- _SOURCE MATERIAL_:
+-------+

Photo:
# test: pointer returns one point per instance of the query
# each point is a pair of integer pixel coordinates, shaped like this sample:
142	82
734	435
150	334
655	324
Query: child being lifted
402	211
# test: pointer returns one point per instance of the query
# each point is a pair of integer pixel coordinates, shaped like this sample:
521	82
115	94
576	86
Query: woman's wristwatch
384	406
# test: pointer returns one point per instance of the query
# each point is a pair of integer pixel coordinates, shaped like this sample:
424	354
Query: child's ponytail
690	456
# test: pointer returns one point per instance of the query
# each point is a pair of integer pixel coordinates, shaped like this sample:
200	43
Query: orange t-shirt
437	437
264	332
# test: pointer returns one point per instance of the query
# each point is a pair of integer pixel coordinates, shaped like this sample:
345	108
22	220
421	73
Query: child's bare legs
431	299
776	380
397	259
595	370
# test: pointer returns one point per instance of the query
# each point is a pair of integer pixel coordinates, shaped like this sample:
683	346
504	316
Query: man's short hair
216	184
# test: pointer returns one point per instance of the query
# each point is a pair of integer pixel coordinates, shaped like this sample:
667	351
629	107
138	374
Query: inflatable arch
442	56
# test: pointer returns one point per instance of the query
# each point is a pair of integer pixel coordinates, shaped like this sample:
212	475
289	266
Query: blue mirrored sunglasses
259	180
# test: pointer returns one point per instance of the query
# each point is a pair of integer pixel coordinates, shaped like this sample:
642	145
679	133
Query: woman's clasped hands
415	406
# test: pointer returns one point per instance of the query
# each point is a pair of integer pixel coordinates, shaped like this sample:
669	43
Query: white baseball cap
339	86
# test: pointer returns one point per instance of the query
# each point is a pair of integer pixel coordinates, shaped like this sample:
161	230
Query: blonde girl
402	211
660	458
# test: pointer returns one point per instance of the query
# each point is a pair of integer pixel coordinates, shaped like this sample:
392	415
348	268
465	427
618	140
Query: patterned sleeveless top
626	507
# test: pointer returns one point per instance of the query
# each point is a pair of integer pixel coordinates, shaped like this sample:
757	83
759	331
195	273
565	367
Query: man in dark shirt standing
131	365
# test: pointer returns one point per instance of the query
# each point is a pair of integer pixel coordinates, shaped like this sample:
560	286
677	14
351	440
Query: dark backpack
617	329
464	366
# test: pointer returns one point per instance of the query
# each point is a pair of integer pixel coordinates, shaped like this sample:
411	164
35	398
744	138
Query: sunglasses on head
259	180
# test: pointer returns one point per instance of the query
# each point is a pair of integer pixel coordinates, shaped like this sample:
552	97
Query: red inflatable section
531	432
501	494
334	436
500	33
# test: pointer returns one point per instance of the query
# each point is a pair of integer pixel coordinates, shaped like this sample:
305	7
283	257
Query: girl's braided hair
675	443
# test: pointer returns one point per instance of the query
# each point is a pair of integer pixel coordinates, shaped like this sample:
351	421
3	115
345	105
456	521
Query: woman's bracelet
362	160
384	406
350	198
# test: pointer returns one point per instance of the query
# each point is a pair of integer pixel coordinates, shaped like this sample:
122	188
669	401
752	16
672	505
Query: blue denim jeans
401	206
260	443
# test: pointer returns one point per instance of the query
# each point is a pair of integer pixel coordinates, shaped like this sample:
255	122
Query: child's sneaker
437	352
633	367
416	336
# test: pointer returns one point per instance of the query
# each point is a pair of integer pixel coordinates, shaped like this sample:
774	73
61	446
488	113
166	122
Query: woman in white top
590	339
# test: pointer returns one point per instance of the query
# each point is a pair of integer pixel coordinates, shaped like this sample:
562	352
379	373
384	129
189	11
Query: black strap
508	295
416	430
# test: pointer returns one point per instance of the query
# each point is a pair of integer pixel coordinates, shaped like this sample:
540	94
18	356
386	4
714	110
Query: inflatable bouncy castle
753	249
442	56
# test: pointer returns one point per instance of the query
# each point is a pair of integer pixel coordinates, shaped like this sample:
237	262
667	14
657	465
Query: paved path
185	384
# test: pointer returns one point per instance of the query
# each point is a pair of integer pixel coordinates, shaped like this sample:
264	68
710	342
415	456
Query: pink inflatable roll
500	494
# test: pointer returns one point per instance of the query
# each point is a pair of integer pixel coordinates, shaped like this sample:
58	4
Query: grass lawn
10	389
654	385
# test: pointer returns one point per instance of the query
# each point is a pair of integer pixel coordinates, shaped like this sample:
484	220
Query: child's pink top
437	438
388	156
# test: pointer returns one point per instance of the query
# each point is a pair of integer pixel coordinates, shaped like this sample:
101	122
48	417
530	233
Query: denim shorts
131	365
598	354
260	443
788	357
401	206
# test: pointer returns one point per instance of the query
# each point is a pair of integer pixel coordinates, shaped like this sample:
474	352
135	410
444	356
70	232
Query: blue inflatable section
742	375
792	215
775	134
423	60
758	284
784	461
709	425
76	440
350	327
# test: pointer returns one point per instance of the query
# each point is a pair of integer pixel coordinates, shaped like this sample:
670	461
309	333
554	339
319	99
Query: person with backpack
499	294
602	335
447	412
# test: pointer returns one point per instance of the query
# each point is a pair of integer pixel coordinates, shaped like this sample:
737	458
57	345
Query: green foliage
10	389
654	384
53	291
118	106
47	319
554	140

+-------+

- _WHAT IS NEEDED_:
Set down the full listing once more, exactly as written.

- _OUTPUT OF THE EXERCISE_:
Photo:
# test: pointer returns one point per instance of the query
# each point is a pair of integer pixel coordinates, shaped like this sample:
142	82
734	435
150	334
655	324
Query: child being lifted
402	211
# test: pointer returns one point per instance of the query
# each point is a pair of integer pixel coordinates, shaped like this sample:
521	82
115	94
576	86
Query: woman's wristwatch
384	406
# test: pointer returns one point per instance of the query
# each point is a pair of integer pixel coordinates, shaped like this sample:
424	354
Query: child's ponytail
690	456
# test: pointer returns one point per instance of the query
# each point is a pair of integer pixel coordinates, shaped like this sample:
200	43
Query: orange t-shirt
437	437
264	332
# test: pointer returns one point per instance of the query
# each point is a pair of integer pixel coordinates, shaped like this sample:
345	108
22	220
421	73
Query: child's bare legs
431	299
776	380
397	259
595	370
# test: pointer returns one point per instance of the query
# each point is a pair of integer pixel coordinates, shaped like this sample:
683	346
504	316
Query: man's short hair
216	184
# test: pointer returns one point per instance of the query
# each point is a pair of integer pixel coordinates, shaped like this sample:
667	351
629	107
138	374
Query: inflatable arch
442	56
# test: pointer returns one point per instance of the query
# each point is a pair of integer pixel coordinates, shaped like this sample:
212	475
289	266
Query: blue mirrored sunglasses
259	180
# test: pointer returns one point per instance of the query
# each point is a pair of integer pixel coordinates, shaped like this sample:
642	145
679	133
Query: woman's clasped hands
415	406
# test: pointer returns one point per instance of the query
# each point is a pair of integer pixel coordinates, shaped like this sample:
669	43
Query: white baseball cap
339	86
# test: pointer returns one point per instance of the query
# each point is a pair of integer pixel coordinates, shaped like this sample:
161	230
Query: blonde girl
402	211
660	458
# test: pointer returns one point per instance of the query
# each point is a pair of integer pixel coordinates, shaped like this sample:
392	415
348	268
465	427
618	140
Query: patterned sleeveless top
626	507
# test: pointer returns one point per instance of the query
# each point is a pair of integer pixel coordinates, shaped like this sample:
757	83
759	331
195	273
565	367
Query: man in dark shirt standing
131	365
# test: pointer returns one point per instance of the query
# each point is a pair of integer pixel coordinates, shaped like this sample:
560	286
677	14
351	440
Query: dark backpack
617	329
464	366
# test: pointer returns one point per instance of the query
# each point is a pair of integer pixel coordinates, shaped like this sample:
411	164
35	398
744	138
Query: sunglasses on head
259	180
# test: pointer returns one point per instance of the query
# each point is a pair of integer pixel coordinates, shaped like this sample:
552	97
Query: red inflatable section
531	432
501	494
334	436
500	33
# test: pointer returns one point per instance of the query
# each point is a pair of integer pixel coordinates, shaped like this sample:
305	7
283	257
Query: girl's braided hair
675	443
# test: pointer returns one point per instance of the query
# each point is a pair of integer pixel coordinates, shaped like this sample:
351	421
3	115
345	105
456	521
Query: woman's bracelet
362	160
384	406
350	198
# test: pointer returns one point per instance of the query
# each point is a pair of integer pixel coordinates, shaped like this sample:
122	188
669	401
752	16
672	505
Query: blue denim jeans
401	206
260	443
# test: pointer returns one point per instance of the query
# each point is a pair of integer pixel coordinates, shaped like this sample:
255	122
Query: child's sneaker
437	352
633	367
416	336
# test: pointer returns one point per instance of the query
# each point is a pair of integer pixel coordinates, shaped like this sample:
774	73
61	446
488	113
166	122
Query: woman in white top
590	339
# test: pointer returns one point per instance of the query
# each point is a pair of integer pixel coordinates, shaped like this sample:
562	352
379	373
384	129
189	11
Query: black strap
508	295
416	430
# test: pointer returns one point per instance of the query
# each point is a pair of integer pixel coordinates, shaped like this sample:
540	94
18	356
386	4
714	110
Query: inflatable bouncy castle
753	249
442	56
# test: pointer returns one point per instance of the query
# each point is a pair of integer pixel coordinates, shaped like this sample:
237	262
667	14
657	465
Query: paved path
185	384
# test: pointer returns one point per instance of the query
# each point is a pair of integer pixel coordinates, shaped like this sample:
264	68
710	342
415	456
Query: pink inflatable roll
500	494
# test: pointer returns one point per instance of the query
# each point is a pair of integer pixel coordinates, shaped like this sample:
58	4
Query: grass lawn
10	389
654	385
# test: pointer returns one point per instance of the query
# each point is a pair of integer pixel coordinates, shaped like this sample:
484	220
Query: child's pink top
437	438
388	156
# test: pointer returns one point per instance of the query
# each point is a pair of integer pixel coordinates, shaped like this sample:
101	122
48	417
530	233
Query: denim shorts
131	365
598	354
260	443
788	357
401	206
# test: pointer returns one point per instance of the query
# each point is a pair of integer pixel coordinates, shaped like this sample:
474	352
135	410
444	356
70	232
Query: blue inflatable section
742	375
792	215
775	134
423	60
758	284
784	461
709	425
76	440
350	327
# test: pointer returns one point per instance of the query
# each point is a pair of integer pixel coordinates, shaped like this sample:
670	461
309	333
554	339
319	99
Query: person with backpack
499	294
602	335
447	412
# test: pointer returns one point per instance of the query
# each point is a pair of integer pixel coordinates, shaped like this sample:
737	458
57	345
Query: green foliage
10	389
654	384
53	291
118	106
47	319
554	140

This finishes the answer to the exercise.